─── RECORDS SUPPLIED ───

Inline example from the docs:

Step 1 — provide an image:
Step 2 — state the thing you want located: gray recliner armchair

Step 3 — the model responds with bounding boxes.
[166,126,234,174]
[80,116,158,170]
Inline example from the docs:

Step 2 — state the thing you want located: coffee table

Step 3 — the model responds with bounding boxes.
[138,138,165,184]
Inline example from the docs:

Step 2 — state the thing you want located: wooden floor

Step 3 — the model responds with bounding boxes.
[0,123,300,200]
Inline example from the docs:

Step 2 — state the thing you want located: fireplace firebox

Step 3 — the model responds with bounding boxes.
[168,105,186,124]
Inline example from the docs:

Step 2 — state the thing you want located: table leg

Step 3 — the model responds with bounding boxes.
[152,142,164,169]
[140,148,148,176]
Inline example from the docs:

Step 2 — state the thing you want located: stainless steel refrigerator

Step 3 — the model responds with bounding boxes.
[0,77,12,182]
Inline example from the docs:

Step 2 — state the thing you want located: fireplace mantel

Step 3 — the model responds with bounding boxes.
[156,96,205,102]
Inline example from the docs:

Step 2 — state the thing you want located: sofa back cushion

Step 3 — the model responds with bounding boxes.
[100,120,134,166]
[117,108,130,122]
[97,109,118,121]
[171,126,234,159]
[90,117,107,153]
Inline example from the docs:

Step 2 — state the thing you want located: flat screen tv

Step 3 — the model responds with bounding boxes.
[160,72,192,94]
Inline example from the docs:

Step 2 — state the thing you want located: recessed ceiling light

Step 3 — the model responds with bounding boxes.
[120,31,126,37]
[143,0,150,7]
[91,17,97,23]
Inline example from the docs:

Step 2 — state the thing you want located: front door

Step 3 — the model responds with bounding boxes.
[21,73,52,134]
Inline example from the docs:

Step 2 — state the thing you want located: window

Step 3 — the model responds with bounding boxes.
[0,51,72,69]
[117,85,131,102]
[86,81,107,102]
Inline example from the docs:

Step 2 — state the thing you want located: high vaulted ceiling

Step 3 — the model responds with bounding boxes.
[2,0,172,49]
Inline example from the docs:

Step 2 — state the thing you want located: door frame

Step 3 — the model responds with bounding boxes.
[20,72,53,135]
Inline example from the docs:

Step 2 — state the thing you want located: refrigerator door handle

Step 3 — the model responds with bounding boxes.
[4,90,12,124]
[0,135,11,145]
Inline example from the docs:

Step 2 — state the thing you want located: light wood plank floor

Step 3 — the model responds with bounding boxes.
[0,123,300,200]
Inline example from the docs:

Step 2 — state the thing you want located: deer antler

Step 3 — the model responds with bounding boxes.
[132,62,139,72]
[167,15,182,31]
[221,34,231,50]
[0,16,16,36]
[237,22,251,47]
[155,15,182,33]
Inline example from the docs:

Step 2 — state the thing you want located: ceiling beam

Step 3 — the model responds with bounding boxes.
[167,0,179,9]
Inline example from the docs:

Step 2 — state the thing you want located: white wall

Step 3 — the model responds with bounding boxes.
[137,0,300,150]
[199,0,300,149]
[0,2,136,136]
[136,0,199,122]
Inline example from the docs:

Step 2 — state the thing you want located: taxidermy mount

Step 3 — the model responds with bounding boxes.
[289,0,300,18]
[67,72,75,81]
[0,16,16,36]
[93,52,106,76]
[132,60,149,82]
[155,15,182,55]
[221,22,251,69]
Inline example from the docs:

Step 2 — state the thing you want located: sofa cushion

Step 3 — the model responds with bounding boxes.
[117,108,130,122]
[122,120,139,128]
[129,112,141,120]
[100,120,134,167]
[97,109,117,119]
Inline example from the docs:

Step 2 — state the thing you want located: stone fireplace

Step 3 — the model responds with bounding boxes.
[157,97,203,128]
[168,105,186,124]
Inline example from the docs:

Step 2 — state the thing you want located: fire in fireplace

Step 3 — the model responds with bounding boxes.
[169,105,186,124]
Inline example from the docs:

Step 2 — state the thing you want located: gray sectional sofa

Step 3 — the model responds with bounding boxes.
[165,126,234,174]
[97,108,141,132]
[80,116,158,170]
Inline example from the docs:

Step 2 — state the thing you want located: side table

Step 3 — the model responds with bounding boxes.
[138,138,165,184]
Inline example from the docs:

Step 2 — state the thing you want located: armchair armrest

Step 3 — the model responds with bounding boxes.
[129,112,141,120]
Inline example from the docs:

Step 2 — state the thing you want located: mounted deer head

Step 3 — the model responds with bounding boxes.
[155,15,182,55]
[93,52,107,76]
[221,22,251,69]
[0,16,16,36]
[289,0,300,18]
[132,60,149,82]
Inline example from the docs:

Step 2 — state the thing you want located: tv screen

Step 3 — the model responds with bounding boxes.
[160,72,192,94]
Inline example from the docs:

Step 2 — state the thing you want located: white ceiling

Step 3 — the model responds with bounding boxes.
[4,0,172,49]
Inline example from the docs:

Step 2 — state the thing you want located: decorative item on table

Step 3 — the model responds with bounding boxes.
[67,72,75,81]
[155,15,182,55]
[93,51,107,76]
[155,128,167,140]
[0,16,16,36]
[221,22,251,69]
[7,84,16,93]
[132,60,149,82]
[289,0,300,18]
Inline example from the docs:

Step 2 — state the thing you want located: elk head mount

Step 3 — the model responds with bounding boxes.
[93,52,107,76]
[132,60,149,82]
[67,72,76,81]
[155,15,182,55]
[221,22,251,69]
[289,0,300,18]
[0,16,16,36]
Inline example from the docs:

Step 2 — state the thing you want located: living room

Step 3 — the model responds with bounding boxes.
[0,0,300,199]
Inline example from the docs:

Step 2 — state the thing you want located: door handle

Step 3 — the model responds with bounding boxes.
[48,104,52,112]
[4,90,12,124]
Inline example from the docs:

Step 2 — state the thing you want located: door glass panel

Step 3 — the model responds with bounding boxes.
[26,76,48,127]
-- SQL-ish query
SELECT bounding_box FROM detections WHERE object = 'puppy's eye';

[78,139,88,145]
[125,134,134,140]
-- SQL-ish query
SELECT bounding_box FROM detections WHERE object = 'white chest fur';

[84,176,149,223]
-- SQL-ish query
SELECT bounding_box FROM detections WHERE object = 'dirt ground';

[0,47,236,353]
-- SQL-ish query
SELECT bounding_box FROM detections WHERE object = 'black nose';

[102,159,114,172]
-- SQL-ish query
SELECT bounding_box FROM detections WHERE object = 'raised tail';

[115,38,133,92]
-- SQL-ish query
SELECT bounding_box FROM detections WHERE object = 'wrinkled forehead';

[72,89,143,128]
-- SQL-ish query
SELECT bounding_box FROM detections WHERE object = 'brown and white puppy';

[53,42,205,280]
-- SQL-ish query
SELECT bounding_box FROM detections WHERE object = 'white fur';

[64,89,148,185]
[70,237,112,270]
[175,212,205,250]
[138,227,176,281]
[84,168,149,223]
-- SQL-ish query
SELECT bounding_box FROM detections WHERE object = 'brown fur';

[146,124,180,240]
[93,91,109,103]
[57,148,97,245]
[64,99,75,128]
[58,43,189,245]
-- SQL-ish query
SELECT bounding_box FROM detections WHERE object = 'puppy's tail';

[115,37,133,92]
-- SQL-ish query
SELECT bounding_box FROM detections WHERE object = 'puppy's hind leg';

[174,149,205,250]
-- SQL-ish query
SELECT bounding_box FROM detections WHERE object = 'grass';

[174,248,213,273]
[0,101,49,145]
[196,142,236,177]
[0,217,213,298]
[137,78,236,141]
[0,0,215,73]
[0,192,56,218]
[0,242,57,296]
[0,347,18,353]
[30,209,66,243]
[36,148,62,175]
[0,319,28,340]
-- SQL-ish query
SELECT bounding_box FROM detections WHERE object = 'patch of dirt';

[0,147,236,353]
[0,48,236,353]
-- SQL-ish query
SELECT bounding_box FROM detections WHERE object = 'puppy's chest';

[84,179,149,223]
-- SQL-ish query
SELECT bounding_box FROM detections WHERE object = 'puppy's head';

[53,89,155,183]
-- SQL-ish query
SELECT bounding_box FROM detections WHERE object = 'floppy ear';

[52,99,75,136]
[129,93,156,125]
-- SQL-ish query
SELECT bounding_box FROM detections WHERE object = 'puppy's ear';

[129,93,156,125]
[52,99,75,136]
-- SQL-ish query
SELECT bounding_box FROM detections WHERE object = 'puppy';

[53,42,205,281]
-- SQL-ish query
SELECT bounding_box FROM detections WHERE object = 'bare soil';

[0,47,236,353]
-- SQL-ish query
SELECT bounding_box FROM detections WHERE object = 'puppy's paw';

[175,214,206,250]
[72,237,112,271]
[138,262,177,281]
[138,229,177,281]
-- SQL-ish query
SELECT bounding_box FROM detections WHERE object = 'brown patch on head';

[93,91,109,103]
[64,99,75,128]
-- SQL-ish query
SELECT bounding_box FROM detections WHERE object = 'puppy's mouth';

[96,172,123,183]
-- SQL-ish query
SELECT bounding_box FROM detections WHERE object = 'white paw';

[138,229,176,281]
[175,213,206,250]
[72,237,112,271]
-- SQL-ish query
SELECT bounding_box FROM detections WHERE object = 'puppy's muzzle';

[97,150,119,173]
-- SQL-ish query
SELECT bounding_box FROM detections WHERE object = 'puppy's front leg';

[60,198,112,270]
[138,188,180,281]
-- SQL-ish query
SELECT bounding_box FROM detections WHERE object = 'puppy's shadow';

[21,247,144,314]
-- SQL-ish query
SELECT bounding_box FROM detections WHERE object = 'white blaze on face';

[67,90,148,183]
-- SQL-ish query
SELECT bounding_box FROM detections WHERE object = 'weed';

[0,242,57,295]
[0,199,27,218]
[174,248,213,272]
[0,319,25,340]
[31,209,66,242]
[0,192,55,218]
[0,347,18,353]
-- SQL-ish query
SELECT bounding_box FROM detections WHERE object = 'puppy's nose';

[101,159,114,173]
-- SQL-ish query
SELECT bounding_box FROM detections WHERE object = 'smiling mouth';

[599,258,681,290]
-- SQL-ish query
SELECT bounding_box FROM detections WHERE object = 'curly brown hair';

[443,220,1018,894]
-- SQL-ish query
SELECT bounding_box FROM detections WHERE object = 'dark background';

───

TASK INSTRUCTIONS: Copy out every line of the material, from its first line up to and including the line with "[2,0,172,49]". Shift each bounding-box coordinate by -37 and keep all other lines unchanged.

TASK SOLUTION:
Inline example from the docs:

Step 1 — provide an image:
Step 2 — state the thing you want located: gray recliner armchair

Step 3 — the model responds with bounding boxes.
[129,89,197,137]
[43,79,121,133]
Inline example from the docs:

Step 2 — state the thing you want located: coffee table

Step 3 — the model responds with bounding boxes.
[101,101,128,147]
Inline example from the docs:

Step 2 — state the thing you want located: wooden floor

Step 3 — the model responds with bounding boxes.
[-37,86,263,163]
Inline example from the docs:

Step 2 — state the thing you want located: fireplace firebox

Step 3 — the model responds with bounding boxes.
[131,68,149,87]
Inline example from the docs:

Step 2 — state the thing you want located: table leg

Step 3 — the model responds with bounding boxes.
[115,105,127,132]
[103,111,111,139]
Inline example from the docs:

Step 2 — state the thing you want located: stainless steel refrigerator

Step 3 — the model responds with bounding boxes.
[-37,40,-25,145]
Inline example from the docs:

Step 2 — state the thing you want located: fireplace mantel

Step 3 — the model responds with bounding boxes.
[119,59,168,65]
Inline example from the docs:

Step 2 — state the thing you want located: sofa back cushion

Step 3 — the model responds with bounding boxes.
[63,83,97,129]
[80,71,93,85]
[60,72,81,84]
[134,89,197,122]
[53,80,70,116]
Inline example from the docs:

Step 2 — state the thing you want located: flat screen tv

Step 3 — the model responds with bounding boxes.
[123,35,155,57]
Inline example from the docs:

Step 2 — state the thing you want located: recessed ceiling light

Step 3 — the model responds with bounding boxes.
[83,-6,89,0]
[106,-37,113,-30]
[54,-20,60,-14]
Inline example from the docs:

Step 2 — state the thing you want located: front door

Step 3 — the model responds with bounding boxes.
[-16,36,15,97]
Inline example from the docs:

Step 2 — state the thing you want located: window

Step 3 — the model responds with bounding boxes.
[-37,14,35,32]
[80,48,94,65]
[49,44,70,65]
Inline example from the docs:

Step 2 — state the thing you want located: high vaulted ceiling

Step 3 — the model responds with bounding boxes.
[-35,-37,135,12]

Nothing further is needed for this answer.